> What to produce
Print all of the data exactly as written.

== Supplied data ==

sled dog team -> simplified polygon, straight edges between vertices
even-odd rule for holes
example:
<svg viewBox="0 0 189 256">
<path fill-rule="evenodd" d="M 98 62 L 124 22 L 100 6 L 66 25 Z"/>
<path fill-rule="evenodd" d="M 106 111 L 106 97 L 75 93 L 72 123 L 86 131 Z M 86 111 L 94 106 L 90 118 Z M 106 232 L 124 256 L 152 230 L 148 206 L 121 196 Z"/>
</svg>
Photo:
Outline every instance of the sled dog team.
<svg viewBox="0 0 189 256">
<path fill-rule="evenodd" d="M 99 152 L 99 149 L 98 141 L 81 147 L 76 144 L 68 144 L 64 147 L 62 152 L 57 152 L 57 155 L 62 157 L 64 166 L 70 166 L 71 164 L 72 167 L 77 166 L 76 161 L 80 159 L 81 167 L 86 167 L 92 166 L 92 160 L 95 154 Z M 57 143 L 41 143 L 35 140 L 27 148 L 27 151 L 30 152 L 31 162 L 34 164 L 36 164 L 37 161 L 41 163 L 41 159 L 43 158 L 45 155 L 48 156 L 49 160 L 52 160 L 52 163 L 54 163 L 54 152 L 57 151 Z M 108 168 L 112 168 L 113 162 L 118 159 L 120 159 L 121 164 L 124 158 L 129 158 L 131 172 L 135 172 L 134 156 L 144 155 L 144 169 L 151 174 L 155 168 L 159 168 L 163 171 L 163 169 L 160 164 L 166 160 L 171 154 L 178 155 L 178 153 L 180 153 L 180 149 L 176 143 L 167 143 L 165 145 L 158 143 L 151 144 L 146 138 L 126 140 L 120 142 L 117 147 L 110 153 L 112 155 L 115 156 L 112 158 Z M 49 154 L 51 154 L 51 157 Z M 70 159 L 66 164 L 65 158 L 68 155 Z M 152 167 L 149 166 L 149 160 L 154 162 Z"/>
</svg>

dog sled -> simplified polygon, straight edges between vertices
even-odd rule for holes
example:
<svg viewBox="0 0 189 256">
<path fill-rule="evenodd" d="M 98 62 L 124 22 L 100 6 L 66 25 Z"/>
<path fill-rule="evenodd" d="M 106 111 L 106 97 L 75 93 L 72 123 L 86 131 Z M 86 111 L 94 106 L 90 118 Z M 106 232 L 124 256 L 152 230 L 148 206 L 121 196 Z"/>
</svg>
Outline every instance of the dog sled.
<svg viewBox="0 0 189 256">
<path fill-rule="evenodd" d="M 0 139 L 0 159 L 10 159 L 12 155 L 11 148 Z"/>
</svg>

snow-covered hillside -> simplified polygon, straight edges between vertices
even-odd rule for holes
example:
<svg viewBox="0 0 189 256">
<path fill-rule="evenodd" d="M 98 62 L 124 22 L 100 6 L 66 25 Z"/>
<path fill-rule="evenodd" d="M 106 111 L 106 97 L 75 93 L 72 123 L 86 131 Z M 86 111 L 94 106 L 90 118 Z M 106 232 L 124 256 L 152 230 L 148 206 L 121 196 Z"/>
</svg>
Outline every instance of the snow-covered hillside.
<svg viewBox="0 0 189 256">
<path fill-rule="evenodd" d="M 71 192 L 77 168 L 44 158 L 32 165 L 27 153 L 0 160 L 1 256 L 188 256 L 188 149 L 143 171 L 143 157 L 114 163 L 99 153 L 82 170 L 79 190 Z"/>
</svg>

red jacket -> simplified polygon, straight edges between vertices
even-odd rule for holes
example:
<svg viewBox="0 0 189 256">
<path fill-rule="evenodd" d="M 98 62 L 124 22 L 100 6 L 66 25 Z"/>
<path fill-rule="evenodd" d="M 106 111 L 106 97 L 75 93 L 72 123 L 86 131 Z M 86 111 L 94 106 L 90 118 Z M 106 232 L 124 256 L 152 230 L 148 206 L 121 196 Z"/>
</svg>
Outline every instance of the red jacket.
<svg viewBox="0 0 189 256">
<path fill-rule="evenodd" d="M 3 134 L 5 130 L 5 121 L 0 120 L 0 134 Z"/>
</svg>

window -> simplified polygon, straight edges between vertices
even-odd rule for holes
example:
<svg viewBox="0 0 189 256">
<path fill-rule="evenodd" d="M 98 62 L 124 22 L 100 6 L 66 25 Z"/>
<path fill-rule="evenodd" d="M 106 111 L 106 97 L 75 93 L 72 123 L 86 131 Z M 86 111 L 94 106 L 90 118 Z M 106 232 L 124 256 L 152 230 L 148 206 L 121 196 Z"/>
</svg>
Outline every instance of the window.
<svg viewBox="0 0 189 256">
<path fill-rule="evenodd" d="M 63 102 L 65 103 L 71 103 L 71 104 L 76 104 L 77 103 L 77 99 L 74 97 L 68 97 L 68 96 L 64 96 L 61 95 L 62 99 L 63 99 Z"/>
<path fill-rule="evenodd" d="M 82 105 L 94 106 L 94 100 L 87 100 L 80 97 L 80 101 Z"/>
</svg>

===

> Right answer
sled dog team -> simplified polygon, straight edges between vertices
even-odd rule for holes
example:
<svg viewBox="0 0 189 256">
<path fill-rule="evenodd" d="M 98 62 L 124 22 L 100 6 L 66 25 Z"/>
<path fill-rule="evenodd" d="M 106 111 L 106 97 L 75 93 L 72 123 L 86 131 Z M 86 111 L 94 106 L 90 118 Z M 106 232 L 124 256 L 152 230 L 148 206 L 121 196 Z"/>
</svg>
Photo:
Outline every instance of the sled dog team.
<svg viewBox="0 0 189 256">
<path fill-rule="evenodd" d="M 99 152 L 99 149 L 98 141 L 81 147 L 76 144 L 68 144 L 64 147 L 62 152 L 57 152 L 57 155 L 62 157 L 64 166 L 70 166 L 71 164 L 72 167 L 77 166 L 76 161 L 80 159 L 81 167 L 86 167 L 92 166 L 92 160 L 95 154 Z M 57 143 L 41 143 L 35 140 L 27 148 L 27 151 L 30 152 L 31 162 L 34 164 L 36 164 L 37 161 L 41 163 L 41 159 L 43 158 L 45 155 L 48 156 L 49 160 L 52 160 L 52 163 L 54 163 L 54 152 L 57 151 Z M 108 168 L 112 168 L 113 162 L 118 159 L 120 159 L 121 164 L 124 158 L 129 158 L 131 172 L 135 172 L 134 156 L 144 155 L 144 169 L 151 174 L 155 168 L 159 168 L 163 171 L 163 169 L 160 164 L 166 160 L 171 154 L 178 155 L 178 153 L 180 153 L 180 149 L 176 143 L 167 143 L 165 145 L 158 143 L 151 144 L 146 138 L 126 140 L 120 142 L 117 147 L 110 153 L 112 155 L 115 156 L 112 158 Z M 49 154 L 51 154 L 51 157 Z M 70 159 L 66 164 L 65 158 L 68 155 Z M 152 167 L 149 166 L 149 160 L 154 162 Z"/>
</svg>

dog sled -> simplified polygon, straight edges between vertices
even-odd rule for holes
example:
<svg viewBox="0 0 189 256">
<path fill-rule="evenodd" d="M 98 62 L 124 22 L 100 6 L 66 25 Z"/>
<path fill-rule="evenodd" d="M 106 111 L 106 97 L 75 93 L 72 123 L 86 131 Z M 86 111 L 94 106 L 90 118 Z M 106 232 L 124 256 L 152 230 L 148 206 L 121 196 Z"/>
</svg>
Outline every instance of the dog sled.
<svg viewBox="0 0 189 256">
<path fill-rule="evenodd" d="M 0 139 L 0 159 L 10 159 L 12 155 L 11 148 Z"/>
</svg>

snow-covered hillside -> simplified polygon, straight edges between vertices
even-odd rule for holes
example:
<svg viewBox="0 0 189 256">
<path fill-rule="evenodd" d="M 98 62 L 124 22 L 100 6 L 66 25 Z"/>
<path fill-rule="evenodd" d="M 106 111 L 106 97 L 75 93 L 72 123 L 86 131 Z M 86 111 L 94 106 L 90 118 Z M 106 232 L 124 256 L 152 230 L 148 206 L 121 196 Z"/>
</svg>
Outline every instance of the snow-covered hillside.
<svg viewBox="0 0 189 256">
<path fill-rule="evenodd" d="M 71 192 L 77 168 L 44 158 L 32 165 L 27 153 L 0 160 L 1 256 L 188 256 L 188 149 L 143 171 L 143 157 L 114 163 L 99 153 L 82 170 L 79 190 Z"/>
</svg>

red jacket -> simplified polygon, straight edges between vertices
even-odd rule for holes
example:
<svg viewBox="0 0 189 256">
<path fill-rule="evenodd" d="M 98 62 L 124 22 L 100 6 L 66 25 Z"/>
<path fill-rule="evenodd" d="M 106 111 L 106 97 L 75 93 L 72 123 L 86 131 Z M 86 111 L 94 106 L 90 118 Z M 106 232 L 124 256 L 152 230 L 148 206 L 121 196 Z"/>
</svg>
Outline every instance of the red jacket.
<svg viewBox="0 0 189 256">
<path fill-rule="evenodd" d="M 3 134 L 5 130 L 5 121 L 0 120 L 0 134 Z"/>
</svg>

window -> simplified polygon, straight edges between vertices
even-odd rule for holes
example:
<svg viewBox="0 0 189 256">
<path fill-rule="evenodd" d="M 98 62 L 124 22 L 100 6 L 66 25 Z"/>
<path fill-rule="evenodd" d="M 106 111 L 106 97 L 75 93 L 72 123 L 86 131 Z M 86 111 L 94 106 L 90 118 Z M 106 232 L 124 256 L 152 230 L 148 206 L 121 196 Z"/>
</svg>
Outline every instance of the window.
<svg viewBox="0 0 189 256">
<path fill-rule="evenodd" d="M 63 102 L 65 103 L 71 103 L 71 104 L 76 104 L 77 103 L 77 99 L 74 97 L 68 97 L 68 96 L 64 96 L 61 95 L 62 99 L 63 99 Z"/>
<path fill-rule="evenodd" d="M 82 105 L 94 106 L 94 100 L 87 100 L 80 97 L 80 101 Z"/>
</svg>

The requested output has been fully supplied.